The goal is to restate all of the records below word for word.
*** Data to process ***
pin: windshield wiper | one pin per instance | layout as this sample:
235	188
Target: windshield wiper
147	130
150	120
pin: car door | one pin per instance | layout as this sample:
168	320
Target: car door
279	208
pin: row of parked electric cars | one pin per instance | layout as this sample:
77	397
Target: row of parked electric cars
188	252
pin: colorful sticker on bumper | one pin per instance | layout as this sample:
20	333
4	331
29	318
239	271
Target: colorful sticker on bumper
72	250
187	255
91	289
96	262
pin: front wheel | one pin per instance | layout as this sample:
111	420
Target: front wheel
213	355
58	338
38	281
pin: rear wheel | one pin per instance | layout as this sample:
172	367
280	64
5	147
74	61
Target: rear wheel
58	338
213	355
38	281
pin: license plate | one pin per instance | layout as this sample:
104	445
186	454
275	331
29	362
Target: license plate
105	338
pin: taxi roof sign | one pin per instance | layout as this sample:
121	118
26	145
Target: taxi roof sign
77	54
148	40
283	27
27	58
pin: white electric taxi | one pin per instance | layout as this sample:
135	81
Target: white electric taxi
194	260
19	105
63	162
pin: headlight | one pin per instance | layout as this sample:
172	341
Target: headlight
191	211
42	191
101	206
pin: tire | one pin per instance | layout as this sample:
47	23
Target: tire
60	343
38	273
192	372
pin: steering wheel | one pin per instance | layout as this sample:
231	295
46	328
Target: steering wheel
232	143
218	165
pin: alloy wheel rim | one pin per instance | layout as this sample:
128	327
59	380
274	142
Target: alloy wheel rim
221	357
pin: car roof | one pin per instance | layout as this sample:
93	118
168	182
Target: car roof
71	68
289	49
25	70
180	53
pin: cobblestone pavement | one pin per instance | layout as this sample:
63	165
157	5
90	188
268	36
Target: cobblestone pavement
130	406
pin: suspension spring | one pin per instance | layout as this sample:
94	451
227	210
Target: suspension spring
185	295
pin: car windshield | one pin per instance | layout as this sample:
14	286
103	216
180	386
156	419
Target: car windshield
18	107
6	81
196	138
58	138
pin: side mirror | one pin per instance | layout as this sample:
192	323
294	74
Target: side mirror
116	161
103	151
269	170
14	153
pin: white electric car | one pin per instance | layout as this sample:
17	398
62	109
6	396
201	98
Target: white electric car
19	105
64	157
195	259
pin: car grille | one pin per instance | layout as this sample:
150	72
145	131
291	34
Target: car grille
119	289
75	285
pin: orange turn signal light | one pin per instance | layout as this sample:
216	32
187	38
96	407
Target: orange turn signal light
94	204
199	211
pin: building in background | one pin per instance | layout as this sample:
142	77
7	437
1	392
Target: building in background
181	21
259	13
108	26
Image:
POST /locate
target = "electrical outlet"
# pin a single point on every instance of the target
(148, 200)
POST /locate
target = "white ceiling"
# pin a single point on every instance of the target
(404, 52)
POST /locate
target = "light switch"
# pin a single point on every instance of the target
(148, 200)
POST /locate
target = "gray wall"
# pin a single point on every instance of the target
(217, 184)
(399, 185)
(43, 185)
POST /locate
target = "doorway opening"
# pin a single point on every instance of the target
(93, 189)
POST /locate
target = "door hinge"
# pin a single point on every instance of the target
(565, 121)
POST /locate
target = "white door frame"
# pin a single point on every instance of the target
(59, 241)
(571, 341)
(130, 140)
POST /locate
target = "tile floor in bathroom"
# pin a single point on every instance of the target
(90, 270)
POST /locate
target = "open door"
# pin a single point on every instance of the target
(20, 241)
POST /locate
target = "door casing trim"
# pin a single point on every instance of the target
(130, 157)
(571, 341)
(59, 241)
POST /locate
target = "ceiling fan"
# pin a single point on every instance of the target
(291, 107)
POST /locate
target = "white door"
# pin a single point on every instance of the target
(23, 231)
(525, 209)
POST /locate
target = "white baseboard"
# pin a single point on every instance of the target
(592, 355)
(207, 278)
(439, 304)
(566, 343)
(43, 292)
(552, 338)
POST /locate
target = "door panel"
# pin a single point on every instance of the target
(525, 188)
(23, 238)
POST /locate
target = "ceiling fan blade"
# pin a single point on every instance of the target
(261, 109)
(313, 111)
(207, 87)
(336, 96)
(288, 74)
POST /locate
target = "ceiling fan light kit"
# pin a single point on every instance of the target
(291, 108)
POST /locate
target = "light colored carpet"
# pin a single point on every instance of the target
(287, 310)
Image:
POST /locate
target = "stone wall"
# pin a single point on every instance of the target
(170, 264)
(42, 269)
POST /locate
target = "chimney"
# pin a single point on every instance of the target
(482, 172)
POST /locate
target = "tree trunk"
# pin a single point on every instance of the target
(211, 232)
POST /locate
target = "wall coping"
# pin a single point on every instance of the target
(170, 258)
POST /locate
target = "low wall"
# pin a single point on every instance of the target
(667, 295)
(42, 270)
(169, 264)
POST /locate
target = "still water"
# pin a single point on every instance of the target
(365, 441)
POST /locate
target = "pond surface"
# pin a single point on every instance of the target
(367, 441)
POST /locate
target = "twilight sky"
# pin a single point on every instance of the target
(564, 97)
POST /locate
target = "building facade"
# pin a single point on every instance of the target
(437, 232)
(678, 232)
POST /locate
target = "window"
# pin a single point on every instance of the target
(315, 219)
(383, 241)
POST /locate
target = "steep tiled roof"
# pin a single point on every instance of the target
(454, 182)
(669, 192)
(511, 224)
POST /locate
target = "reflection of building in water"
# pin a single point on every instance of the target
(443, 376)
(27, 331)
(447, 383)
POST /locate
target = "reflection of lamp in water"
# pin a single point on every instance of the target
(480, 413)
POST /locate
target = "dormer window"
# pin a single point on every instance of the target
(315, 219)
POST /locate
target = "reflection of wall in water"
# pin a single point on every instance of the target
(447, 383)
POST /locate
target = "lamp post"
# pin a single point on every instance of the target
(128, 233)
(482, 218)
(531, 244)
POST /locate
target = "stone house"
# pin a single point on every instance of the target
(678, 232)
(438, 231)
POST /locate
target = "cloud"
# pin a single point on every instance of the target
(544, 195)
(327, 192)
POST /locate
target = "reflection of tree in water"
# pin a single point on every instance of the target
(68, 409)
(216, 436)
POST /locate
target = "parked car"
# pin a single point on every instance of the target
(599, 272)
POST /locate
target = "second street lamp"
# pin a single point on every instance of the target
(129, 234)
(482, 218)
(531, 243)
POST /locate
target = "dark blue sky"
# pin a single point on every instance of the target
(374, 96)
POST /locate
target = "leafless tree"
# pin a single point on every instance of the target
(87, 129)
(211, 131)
*** End of Data to process ***
> _Exercise solution_
pin: windshield wiper | one pin per instance | layout as this sample:
235	188
Target: windshield wiper
147	130
150	120
pin: car door | one pin per instance | layout as this sample:
168	320
Target: car door
279	208
pin: row of parked electric cars | one pin per instance | layout as this sample:
77	397
Target: row of parked electric cars
188	252
pin: colorful sticker on bumper | one pin per instance | layout as this sample:
20	333
4	331
29	318
239	271
Target: colorful sticker on bumper
72	250
187	255
91	289
96	262
pin: front wheel | one pin per instance | layout as this sample:
111	420
Target: front wheel
213	355
58	338
38	281
pin: rear wheel | one pin per instance | layout as this sample:
172	367
280	64
5	147
74	61
Target: rear wheel
58	338
213	355
38	281
pin: license plate | one pin per instance | layout as this sample:
104	445
186	454
275	331
29	362
Target: license plate
105	338
pin: taxi roof sign | one pin per instance | layout as this sample:
121	118
26	145
Target: taxi roof sign
77	54
148	40
283	27
27	58
pin: white electric taxi | one pin per instance | layout as this sample:
135	81
Target: white electric taxi
194	260
19	105
63	162
pin: headlight | one pin per instance | layout as this sample:
172	341
Target: headlight
191	211
42	191
101	206
pin: tire | one pin per instance | layout as this sample:
47	23
Target: tire
60	343
38	273
192	372
pin: steering wheel | one pin per instance | layout as this sample:
231	295
46	328
Target: steering wheel
232	143
218	165
pin: alloy wheel rim | one pin per instance | layout as this sample:
128	327
59	380
274	142
Target: alloy wheel rim
221	357
pin: car roof | one pin per instance | layout as this sample:
93	118
168	182
Target: car roof
71	68
289	49
25	70
180	53
pin: cobblestone pavement | one pin per instance | layout as this sample:
63	165
157	5
90	188
268	36
Target: cobblestone pavement
130	406
pin: suspension spring | one pin per instance | layout as this sample:
94	451
227	210
Target: suspension spring
185	295
pin: car windshield | one pin per instance | layout as this sample:
14	286
103	216
180	386
156	419
Target: car windshield
18	107
6	81
196	138
58	138
pin: side mirror | one pin per instance | layout as this sample:
192	323
294	74
Target: side mirror
116	161
103	151
269	170
14	153
pin: white electric car | one pin per instance | layout as this sample:
17	398
62	109
6	396
201	98
Target: white electric car
19	105
64	157
195	259
pin: car grille | one pin per instance | layout as this sample:
150	72
145	131
291	34
Target: car grille
119	289
75	285
pin: orange turn signal light | one pin per instance | layout as this sample:
216	32
187	38
96	407
Target: orange turn signal light
94	204
199	211
pin: building in background | one pin per instance | layout as this sample:
142	77
7	437
1	392
Target: building in background
181	21
259	13
108	26
Image:
POST /locate
target = "electrical outlet"
# pin a single point on every instance of the target
(148, 200)
POST /locate
target = "white ceiling"
# pin a single point on every instance of the target
(404, 52)
POST /locate
target = "light switch"
# pin a single point on every instance of the target
(148, 200)
POST /locate
target = "gray wall"
# pin a single point on every instance of the target
(217, 184)
(399, 185)
(43, 185)
POST /locate
target = "doorway opening"
# pin a single point on every instance of the target
(93, 189)
POST /locate
target = "door hinge"
# pin a single point on every instance of the target
(565, 121)
POST /locate
target = "white door frame"
# pin a single point on every instance of the target
(59, 241)
(571, 341)
(130, 140)
POST /locate
target = "tile floor in bathroom"
# pin a single point on every instance of the target
(90, 270)
POST /locate
target = "open door"
# pin a single point on every instance of the target
(20, 241)
POST /locate
target = "door casing trim"
# pin a single point on every instance of the target
(130, 157)
(571, 341)
(59, 241)
POST /locate
target = "ceiling fan"
# pin a single point on every instance of the target
(291, 107)
POST /locate
target = "white door"
# pin a single point on every instance of the target
(23, 231)
(525, 209)
POST /locate
target = "white baseboard"
# pin a single point on every instance of the target
(592, 355)
(207, 278)
(439, 304)
(566, 343)
(43, 292)
(552, 338)
POST /locate
target = "door panel"
# pin a single point on every instance of the target
(525, 188)
(23, 238)
POST /locate
target = "ceiling fan blade"
# pin a single point on every instance of the target
(261, 109)
(313, 111)
(207, 87)
(336, 96)
(288, 74)
POST /locate
target = "ceiling fan light kit"
# pin a single point on every instance of the target
(291, 108)
POST /locate
target = "light colored carpet"
# pin a single point on every instance of the target
(287, 310)
Image:
POST /locate
target = "stone wall"
# pin a single point on every instance of the target
(170, 264)
(42, 269)
POST /locate
target = "chimney"
# pin a single point on every instance of the target
(482, 172)
POST /locate
target = "tree trunk"
# pin a single point on every instance of the target
(211, 232)
POST /locate
target = "wall coping"
# pin a single point on every instance of the target
(170, 258)
POST /locate
target = "low wall"
# pin a single point on every instance of the target
(667, 295)
(42, 270)
(169, 264)
POST /locate
target = "still water"
# pin a single point on every instance of the target
(365, 441)
POST /locate
target = "pond surface"
# pin a single point on every instance of the target
(367, 441)
POST /locate
target = "twilight sky"
# pin a single point on every instance of the target
(564, 97)
POST /locate
target = "building facade"
# pin a single point on every instance of the target
(437, 232)
(678, 232)
POST /locate
target = "window"
# pin a single point on every instance of the target
(315, 219)
(383, 241)
POST /locate
target = "steep tiled roof"
# pin a single point on every instance of the target
(454, 182)
(669, 192)
(511, 224)
POST /locate
target = "reflection of building in water"
# pin a single point on every instance of the target
(443, 376)
(27, 331)
(447, 383)
POST /locate
target = "reflection of lamp in water"
# pin a single point on every instance of the target
(480, 413)
POST /locate
target = "dormer window"
# pin a single point on every instance of the target
(315, 219)
POST /locate
target = "reflection of wall in water"
# pin a single point on every instance of the target
(447, 383)
POST /locate
target = "lamp post"
# pin a single point on every instance of the target
(128, 233)
(482, 218)
(531, 244)
POST /locate
target = "stone house"
# pin a single point on every instance of the target
(678, 232)
(438, 231)
POST /locate
target = "cloud"
# pin a single point on every instance of the target
(544, 195)
(327, 192)
POST /locate
target = "reflection of tree in water"
# pin a single point on every instance of the target
(68, 409)
(216, 436)
POST /locate
target = "parked car"
# pin a single point on every instance of the target
(599, 272)
POST /locate
target = "second street lamp"
# pin a single point on every instance of the target
(129, 234)
(482, 218)
(531, 243)
POST /locate
target = "dark blue sky"
# pin a single point on every instance of the target
(374, 96)
POST /locate
target = "leafless tree"
# pin a single point on every instance of the target
(87, 129)
(211, 131)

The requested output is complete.